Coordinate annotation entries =
--------------------
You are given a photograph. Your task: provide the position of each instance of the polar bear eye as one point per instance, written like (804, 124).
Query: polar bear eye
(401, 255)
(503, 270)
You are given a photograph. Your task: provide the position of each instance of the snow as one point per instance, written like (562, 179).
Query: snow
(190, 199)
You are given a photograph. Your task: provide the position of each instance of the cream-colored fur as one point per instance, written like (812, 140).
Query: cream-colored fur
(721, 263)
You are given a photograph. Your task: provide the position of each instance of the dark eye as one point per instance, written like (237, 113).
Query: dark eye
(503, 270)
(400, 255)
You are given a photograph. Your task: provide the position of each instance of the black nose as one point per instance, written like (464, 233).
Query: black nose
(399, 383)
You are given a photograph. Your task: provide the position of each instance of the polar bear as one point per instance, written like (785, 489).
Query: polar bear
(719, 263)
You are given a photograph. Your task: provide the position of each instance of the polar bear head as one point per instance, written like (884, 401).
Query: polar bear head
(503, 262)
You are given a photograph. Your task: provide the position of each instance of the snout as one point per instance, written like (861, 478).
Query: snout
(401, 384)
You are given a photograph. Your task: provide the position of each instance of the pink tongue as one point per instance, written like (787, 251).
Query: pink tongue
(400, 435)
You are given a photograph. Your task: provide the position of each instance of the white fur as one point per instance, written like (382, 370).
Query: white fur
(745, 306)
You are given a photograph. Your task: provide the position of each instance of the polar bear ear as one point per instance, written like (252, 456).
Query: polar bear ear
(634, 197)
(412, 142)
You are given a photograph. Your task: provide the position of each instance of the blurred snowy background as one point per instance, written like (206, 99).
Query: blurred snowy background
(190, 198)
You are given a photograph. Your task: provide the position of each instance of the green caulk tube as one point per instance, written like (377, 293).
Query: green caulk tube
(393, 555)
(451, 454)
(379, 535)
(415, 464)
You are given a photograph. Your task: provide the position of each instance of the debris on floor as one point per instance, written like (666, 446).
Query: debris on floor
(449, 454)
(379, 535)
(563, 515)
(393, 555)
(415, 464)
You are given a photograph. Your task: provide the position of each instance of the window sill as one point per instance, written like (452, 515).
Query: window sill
--------------------
WRITTEN REQUEST =
Copy out, word for word, the stretch of the items from the line containing "like (252, 456)." through the end of the items.

RESULT OF THIS EXERCISE =
You are given a photograph. Your task: provide the position of each instance of the polar bear ear as one point per instance, written like (252, 456).
Query: polar bear ear
(634, 197)
(412, 142)
You are given a photograph. Your task: provide the position of each instance of the blurred snowy background as one point per instance, written like (206, 99).
Query: blurred snowy background
(190, 198)
You are given a photograph. Your task: provide the position of each instance of the green caulk tube as one point per instance, written like (377, 293).
Query: green caulk tube
(393, 555)
(451, 454)
(379, 535)
(415, 464)
You are given a photograph. Your task: provide the position of each instance of the debris on floor as one point per instance, written like (666, 446).
Query: debris on floor
(449, 454)
(379, 535)
(563, 515)
(393, 555)
(415, 464)
You are given a photograph. Your task: provide the position of each instance of the window sill as one point per instance, written like (452, 515).
Query: window sill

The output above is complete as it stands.